● **Exercises**
1. In the post about climbing out of a bad mood, which holiday gathering does the writer bring Hanukkah presents to?
2. Carry on the post about getting out of a bad mood and shopping for family gifts, starting right after its final sentence.

● **Supplied text**
________________

I finally was ready to work on fixing this over the past few days. It’s not easy to get yourself out of a bad mood, but I wanted to work on it where I could. Like I said before, getting enough sleep has been a big fix I’ve been needing to work on. I still am struggling a bit with falling asleep when I should, but at least now I’m getting to bed at a more appropriate time and not staying up doing other things until very late. But since this wasn’t enough of an improvement, I’ve been working on finding other things that I know make me very happy.

Fortunately, it’s the time of year for me to do some gift shopping for my family. I bring Hanukkah presents for my family to Thanksgiving, so I only have a few weeks left to do my shopping. But because I’m a bit crazy, I had gift ideas as soon as I had bought their gifts last year. A few gifts have changed since then, but I’ve been having so much fun doing some shopping and trying to figure out the perfect gifts to get for everyone. I’m also bringing birthday presents for my parents to Thanksgiving to give them those early since I had ideas for those as well.

________________

● **Information provided**
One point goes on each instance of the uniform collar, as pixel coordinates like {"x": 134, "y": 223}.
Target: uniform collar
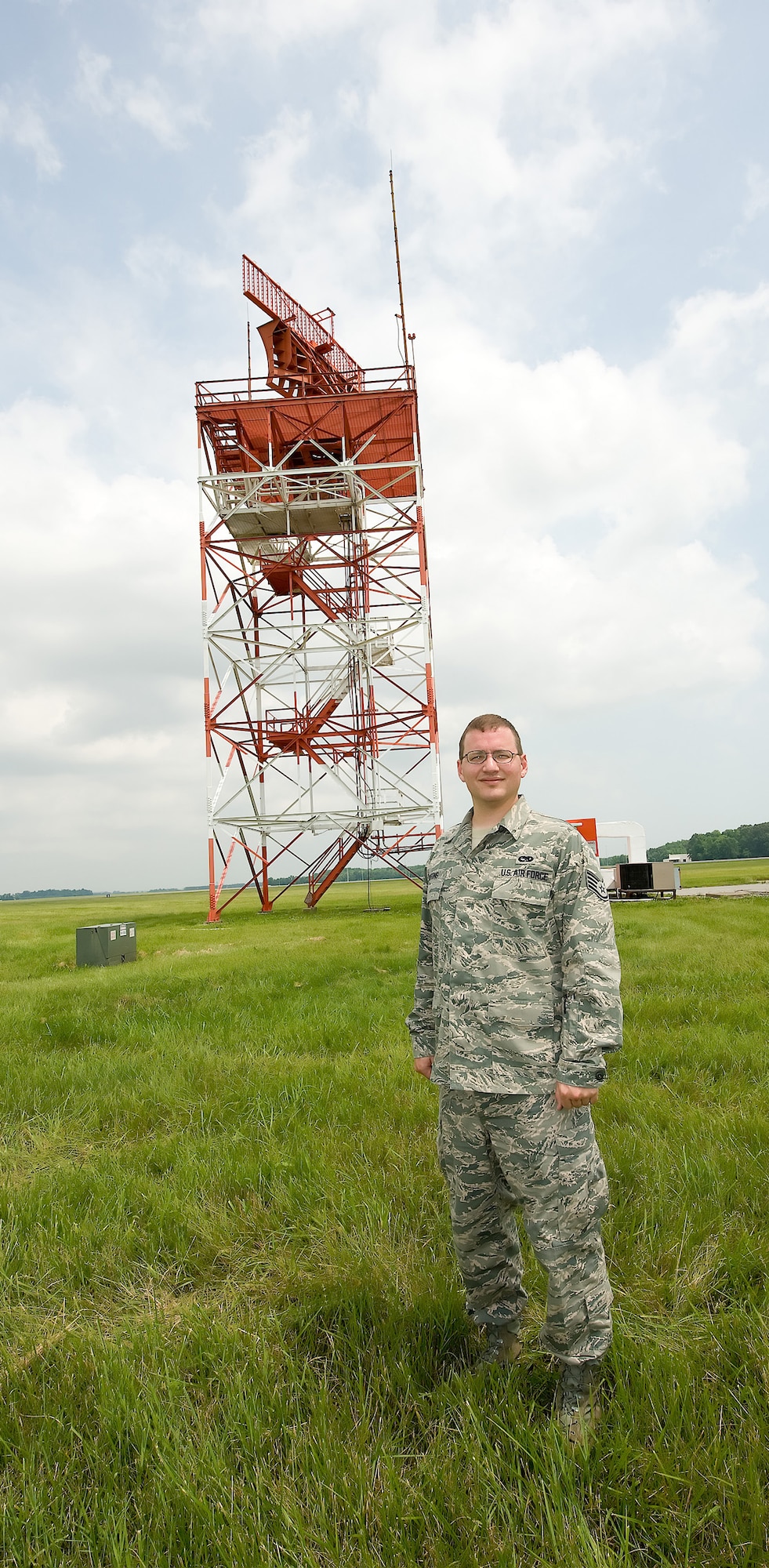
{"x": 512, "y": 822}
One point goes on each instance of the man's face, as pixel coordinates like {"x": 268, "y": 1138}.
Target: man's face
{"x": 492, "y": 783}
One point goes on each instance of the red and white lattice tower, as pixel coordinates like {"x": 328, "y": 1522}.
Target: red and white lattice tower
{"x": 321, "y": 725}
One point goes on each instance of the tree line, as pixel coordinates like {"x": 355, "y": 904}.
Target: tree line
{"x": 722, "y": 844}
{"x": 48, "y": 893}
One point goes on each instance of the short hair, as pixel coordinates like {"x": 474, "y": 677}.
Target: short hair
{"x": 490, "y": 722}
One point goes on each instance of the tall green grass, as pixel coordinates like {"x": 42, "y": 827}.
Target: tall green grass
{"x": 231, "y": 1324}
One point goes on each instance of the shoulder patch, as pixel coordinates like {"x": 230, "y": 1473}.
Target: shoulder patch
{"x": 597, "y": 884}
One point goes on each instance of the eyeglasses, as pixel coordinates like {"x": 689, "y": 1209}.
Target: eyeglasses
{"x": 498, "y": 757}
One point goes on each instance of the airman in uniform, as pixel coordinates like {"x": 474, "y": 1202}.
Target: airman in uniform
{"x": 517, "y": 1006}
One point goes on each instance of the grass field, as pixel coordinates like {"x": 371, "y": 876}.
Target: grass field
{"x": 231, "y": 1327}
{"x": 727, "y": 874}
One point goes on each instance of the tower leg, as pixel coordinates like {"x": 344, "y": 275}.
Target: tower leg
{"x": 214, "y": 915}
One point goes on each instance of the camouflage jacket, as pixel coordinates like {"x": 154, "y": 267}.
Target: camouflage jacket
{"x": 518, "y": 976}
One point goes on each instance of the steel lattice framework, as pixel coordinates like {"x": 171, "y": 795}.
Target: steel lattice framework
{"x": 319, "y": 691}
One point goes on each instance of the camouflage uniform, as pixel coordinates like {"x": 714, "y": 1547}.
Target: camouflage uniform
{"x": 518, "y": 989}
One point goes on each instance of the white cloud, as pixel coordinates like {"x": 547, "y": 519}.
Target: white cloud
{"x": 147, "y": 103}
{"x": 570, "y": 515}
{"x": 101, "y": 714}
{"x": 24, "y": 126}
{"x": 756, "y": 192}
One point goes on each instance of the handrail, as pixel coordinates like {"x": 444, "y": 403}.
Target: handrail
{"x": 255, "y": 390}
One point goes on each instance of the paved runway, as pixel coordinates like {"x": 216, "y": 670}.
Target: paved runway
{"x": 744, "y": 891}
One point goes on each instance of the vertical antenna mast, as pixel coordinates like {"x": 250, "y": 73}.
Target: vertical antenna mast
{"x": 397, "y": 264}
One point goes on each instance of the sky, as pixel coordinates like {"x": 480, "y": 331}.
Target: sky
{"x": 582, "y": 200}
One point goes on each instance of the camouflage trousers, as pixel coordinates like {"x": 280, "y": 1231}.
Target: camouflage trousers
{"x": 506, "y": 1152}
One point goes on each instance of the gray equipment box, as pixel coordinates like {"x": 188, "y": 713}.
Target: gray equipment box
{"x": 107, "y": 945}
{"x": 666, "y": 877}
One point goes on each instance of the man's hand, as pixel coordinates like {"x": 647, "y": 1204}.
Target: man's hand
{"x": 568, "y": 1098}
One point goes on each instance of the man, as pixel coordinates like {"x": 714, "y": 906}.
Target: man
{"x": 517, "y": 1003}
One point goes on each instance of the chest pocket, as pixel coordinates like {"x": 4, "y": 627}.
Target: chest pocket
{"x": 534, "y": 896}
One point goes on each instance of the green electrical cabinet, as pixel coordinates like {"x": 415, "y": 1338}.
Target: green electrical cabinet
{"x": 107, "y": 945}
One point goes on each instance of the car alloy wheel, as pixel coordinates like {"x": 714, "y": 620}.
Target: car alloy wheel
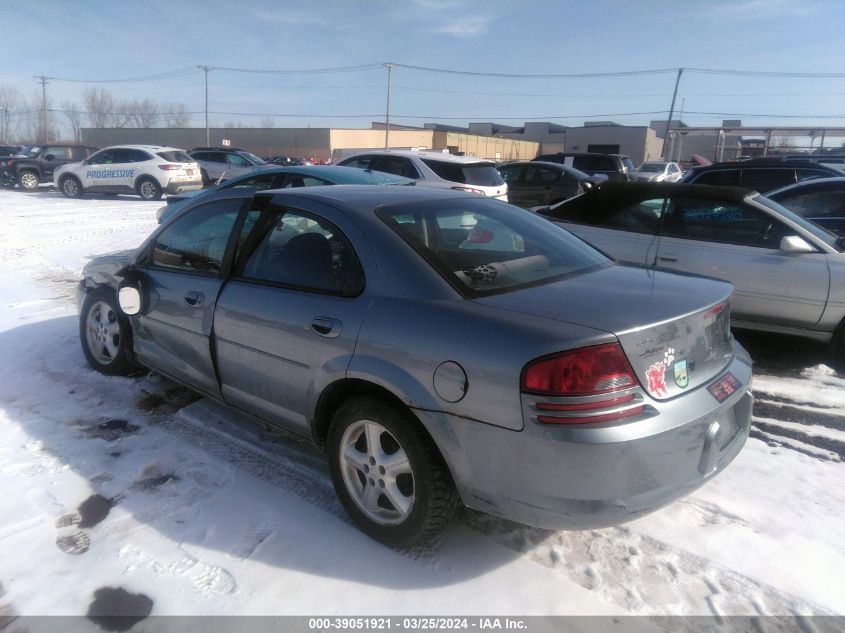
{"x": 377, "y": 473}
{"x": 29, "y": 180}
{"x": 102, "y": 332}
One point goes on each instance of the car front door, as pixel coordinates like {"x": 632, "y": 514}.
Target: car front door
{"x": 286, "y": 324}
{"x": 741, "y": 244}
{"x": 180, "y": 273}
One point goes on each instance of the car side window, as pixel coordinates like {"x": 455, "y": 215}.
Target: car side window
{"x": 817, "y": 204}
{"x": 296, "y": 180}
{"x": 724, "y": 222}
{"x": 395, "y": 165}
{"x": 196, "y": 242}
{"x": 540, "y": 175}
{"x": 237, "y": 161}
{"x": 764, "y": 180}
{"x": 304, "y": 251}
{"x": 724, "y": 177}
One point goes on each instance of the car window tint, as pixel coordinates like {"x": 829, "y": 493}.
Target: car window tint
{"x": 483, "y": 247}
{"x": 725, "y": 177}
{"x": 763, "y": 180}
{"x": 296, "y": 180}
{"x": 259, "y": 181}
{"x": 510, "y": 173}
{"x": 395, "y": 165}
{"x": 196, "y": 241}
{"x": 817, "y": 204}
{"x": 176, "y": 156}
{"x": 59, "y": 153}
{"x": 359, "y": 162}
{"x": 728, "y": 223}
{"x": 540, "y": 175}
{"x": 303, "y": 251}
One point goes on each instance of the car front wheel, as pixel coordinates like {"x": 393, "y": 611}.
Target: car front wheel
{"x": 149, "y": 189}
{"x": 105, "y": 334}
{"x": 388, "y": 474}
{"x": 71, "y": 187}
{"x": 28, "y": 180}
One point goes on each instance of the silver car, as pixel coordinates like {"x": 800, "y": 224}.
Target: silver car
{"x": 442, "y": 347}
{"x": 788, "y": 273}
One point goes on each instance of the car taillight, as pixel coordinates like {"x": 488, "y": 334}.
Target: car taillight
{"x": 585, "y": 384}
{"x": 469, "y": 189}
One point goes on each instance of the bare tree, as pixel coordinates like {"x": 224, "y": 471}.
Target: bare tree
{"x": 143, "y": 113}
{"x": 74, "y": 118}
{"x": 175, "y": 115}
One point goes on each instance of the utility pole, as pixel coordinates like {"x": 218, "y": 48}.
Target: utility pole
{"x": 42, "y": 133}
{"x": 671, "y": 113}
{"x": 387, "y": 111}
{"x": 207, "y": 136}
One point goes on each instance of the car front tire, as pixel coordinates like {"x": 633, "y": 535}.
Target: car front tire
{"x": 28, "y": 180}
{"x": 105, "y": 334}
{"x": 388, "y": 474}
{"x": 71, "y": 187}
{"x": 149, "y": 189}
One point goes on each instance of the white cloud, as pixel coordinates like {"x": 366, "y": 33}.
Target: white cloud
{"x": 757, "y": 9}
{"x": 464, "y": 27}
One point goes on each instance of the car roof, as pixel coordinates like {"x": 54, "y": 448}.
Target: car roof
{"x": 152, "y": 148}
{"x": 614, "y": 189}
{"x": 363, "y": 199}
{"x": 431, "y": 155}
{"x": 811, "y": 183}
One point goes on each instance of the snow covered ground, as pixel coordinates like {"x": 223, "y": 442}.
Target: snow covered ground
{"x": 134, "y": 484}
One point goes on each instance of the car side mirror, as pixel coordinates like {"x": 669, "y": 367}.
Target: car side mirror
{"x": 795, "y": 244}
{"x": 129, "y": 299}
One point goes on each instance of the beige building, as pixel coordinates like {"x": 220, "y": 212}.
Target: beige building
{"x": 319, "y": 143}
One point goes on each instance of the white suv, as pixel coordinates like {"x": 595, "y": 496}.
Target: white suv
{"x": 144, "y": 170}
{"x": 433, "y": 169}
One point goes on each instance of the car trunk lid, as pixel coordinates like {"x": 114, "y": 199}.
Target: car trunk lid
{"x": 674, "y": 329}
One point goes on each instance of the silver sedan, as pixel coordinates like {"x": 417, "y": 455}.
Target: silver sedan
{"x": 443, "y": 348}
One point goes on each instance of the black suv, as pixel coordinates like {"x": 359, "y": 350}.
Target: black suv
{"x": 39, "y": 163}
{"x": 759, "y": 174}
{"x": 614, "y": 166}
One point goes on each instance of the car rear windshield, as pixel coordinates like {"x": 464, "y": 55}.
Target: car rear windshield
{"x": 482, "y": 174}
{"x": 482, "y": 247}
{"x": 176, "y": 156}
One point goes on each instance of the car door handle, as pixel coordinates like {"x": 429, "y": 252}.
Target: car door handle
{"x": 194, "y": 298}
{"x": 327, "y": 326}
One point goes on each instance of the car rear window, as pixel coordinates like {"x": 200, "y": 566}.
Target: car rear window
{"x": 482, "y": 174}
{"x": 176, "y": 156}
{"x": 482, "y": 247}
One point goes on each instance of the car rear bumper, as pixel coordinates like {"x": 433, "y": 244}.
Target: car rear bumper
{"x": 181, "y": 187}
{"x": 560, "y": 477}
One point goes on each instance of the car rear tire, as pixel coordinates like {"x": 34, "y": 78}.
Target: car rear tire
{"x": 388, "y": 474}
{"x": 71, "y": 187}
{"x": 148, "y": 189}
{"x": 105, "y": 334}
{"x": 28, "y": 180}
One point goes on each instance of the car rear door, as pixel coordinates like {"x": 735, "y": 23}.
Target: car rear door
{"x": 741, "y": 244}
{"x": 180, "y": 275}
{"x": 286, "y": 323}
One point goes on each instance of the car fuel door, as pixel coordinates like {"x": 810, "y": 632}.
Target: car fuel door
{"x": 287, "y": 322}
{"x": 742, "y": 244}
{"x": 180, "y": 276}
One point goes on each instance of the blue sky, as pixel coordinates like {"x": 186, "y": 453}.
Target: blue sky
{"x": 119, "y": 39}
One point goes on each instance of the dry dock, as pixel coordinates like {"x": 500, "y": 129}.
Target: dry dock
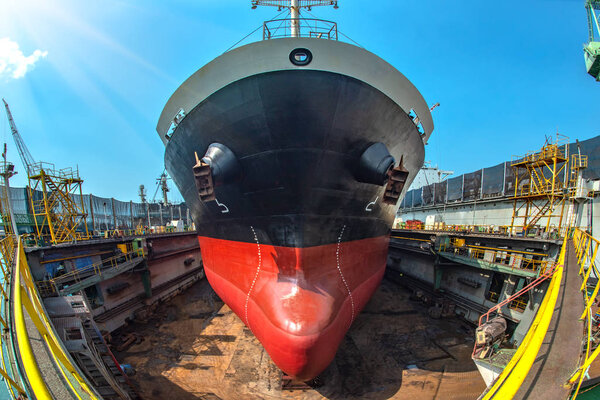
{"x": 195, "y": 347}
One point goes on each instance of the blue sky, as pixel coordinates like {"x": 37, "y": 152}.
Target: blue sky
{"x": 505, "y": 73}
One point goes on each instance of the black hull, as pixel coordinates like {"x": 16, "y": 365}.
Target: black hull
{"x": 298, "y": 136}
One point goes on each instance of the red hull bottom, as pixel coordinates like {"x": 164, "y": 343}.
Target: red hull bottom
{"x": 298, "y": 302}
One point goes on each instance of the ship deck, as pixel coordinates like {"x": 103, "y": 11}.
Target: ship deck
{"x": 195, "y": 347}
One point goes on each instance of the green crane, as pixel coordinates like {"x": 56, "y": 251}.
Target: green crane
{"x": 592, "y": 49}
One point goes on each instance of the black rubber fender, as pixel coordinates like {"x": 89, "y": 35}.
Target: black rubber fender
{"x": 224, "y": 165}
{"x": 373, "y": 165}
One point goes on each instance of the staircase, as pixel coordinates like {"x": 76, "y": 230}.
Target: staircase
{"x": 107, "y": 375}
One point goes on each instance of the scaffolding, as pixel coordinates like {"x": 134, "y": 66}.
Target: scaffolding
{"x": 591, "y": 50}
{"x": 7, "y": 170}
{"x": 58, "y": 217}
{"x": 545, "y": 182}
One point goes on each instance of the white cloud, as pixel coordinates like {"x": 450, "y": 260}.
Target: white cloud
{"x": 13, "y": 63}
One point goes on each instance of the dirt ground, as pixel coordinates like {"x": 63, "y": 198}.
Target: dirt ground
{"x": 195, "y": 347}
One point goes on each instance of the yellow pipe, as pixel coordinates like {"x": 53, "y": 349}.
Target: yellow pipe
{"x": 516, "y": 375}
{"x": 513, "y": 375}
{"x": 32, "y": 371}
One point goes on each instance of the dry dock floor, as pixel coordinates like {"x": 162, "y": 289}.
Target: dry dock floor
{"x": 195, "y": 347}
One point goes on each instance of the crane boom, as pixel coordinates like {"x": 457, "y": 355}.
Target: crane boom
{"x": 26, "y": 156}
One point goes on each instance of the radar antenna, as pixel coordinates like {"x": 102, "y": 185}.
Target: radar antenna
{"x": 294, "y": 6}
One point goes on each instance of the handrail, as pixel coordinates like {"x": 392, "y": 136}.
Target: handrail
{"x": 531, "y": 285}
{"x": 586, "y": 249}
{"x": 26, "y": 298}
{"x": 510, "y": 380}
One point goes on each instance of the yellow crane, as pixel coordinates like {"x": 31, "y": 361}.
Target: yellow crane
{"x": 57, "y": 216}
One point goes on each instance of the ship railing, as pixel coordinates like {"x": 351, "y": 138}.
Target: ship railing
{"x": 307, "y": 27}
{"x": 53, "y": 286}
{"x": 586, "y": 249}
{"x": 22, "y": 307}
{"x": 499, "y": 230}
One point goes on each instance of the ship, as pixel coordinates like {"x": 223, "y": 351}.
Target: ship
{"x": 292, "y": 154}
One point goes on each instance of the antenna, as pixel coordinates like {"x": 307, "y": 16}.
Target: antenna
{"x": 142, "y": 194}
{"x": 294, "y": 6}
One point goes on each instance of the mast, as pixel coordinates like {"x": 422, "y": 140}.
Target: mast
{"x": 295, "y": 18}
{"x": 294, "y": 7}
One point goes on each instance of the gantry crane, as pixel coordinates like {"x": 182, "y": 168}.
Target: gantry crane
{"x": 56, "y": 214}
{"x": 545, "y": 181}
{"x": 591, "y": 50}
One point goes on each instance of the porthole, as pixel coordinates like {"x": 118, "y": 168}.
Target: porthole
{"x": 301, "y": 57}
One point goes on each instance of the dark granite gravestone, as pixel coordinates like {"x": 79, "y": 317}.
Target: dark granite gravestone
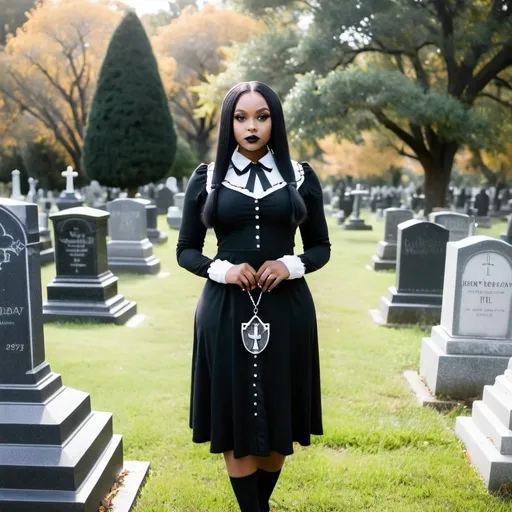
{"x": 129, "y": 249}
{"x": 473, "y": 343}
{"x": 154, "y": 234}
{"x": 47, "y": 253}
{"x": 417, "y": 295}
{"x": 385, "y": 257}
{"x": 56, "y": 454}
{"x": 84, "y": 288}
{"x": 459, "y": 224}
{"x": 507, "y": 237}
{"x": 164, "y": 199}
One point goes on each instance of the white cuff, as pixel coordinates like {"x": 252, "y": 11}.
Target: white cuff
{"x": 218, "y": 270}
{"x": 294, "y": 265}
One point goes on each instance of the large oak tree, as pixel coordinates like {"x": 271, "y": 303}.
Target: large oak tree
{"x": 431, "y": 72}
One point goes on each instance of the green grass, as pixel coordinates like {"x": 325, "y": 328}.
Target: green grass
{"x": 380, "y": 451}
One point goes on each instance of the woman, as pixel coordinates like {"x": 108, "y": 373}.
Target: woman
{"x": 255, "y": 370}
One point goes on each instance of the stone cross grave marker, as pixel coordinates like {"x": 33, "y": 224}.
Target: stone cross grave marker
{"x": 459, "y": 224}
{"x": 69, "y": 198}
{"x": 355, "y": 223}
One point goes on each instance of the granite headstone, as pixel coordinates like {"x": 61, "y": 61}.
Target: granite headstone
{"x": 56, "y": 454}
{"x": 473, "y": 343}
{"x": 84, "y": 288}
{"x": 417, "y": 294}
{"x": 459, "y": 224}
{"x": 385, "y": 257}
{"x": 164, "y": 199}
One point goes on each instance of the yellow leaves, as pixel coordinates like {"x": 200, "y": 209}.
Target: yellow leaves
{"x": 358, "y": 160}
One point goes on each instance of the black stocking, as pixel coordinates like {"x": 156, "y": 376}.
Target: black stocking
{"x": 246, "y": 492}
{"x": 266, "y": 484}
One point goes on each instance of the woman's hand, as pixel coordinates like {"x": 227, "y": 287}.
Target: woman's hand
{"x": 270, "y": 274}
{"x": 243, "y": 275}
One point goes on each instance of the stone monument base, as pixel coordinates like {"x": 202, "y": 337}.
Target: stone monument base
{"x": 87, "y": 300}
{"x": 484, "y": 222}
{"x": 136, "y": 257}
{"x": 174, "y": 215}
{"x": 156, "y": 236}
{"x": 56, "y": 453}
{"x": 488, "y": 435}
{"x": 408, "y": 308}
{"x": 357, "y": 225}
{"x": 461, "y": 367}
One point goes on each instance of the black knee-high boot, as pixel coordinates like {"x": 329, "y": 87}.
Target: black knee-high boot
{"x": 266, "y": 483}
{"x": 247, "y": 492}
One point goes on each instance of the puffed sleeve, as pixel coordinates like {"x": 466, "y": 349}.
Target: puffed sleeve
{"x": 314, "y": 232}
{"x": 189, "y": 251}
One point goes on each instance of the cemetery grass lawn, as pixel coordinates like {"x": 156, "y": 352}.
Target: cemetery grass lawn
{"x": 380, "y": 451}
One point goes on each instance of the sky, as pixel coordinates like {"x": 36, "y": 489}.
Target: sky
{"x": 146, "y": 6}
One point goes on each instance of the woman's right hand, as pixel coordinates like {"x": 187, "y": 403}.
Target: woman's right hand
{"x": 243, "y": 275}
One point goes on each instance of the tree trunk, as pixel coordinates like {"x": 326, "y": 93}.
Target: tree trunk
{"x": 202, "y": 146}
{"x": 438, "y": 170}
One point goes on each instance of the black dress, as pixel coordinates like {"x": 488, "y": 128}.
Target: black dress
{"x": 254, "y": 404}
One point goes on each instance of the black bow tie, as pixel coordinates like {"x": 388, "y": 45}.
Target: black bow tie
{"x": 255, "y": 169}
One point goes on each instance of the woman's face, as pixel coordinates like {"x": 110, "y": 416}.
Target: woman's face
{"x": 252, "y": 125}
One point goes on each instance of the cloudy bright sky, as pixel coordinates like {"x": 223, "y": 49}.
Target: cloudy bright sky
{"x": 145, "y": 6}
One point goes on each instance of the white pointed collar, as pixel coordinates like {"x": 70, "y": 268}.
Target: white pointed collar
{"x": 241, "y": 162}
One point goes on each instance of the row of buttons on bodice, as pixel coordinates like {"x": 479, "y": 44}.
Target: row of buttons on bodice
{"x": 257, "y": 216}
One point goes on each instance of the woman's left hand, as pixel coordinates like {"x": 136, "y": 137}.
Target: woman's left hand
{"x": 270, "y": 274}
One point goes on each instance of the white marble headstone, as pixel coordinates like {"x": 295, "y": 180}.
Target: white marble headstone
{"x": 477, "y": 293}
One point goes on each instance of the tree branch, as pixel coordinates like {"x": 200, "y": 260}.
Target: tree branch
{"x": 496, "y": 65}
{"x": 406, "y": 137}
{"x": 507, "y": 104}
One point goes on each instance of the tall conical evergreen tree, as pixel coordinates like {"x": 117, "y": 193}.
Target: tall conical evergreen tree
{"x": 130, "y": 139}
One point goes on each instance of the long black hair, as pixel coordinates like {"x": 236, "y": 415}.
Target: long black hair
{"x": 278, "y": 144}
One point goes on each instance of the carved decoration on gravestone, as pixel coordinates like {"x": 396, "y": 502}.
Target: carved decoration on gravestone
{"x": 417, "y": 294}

________________

● **Answers in order**
1. Thanksgiving.

2.
If I had unlimited money, I would spend so much buying presents for other people. I get so much joy out of finding the perfect gift and seeing how happy it makes someone. I do have to be careful with how much money I spend on presents, but I will always find a way to get presents for my family. I don’t have to get them expensive things if they are creative. And I seem to be good at finding unique and creative gifts. I have all the presents picked out now for my family, and I’m already so excited to give them what I got and see how much they like them. (sorry dad, if you are reading this and were hoping to get some hints of what I got you)

And while I haven’t been feeling particularly social while I’ve been down, I do still crave being social a bit. Going out isn’t always the best option when I’m in a mood, but texting can still keep me from feeling isolated. And I’ve really been enjoying different group texts that I’m a part of as well as texting with my friends individually.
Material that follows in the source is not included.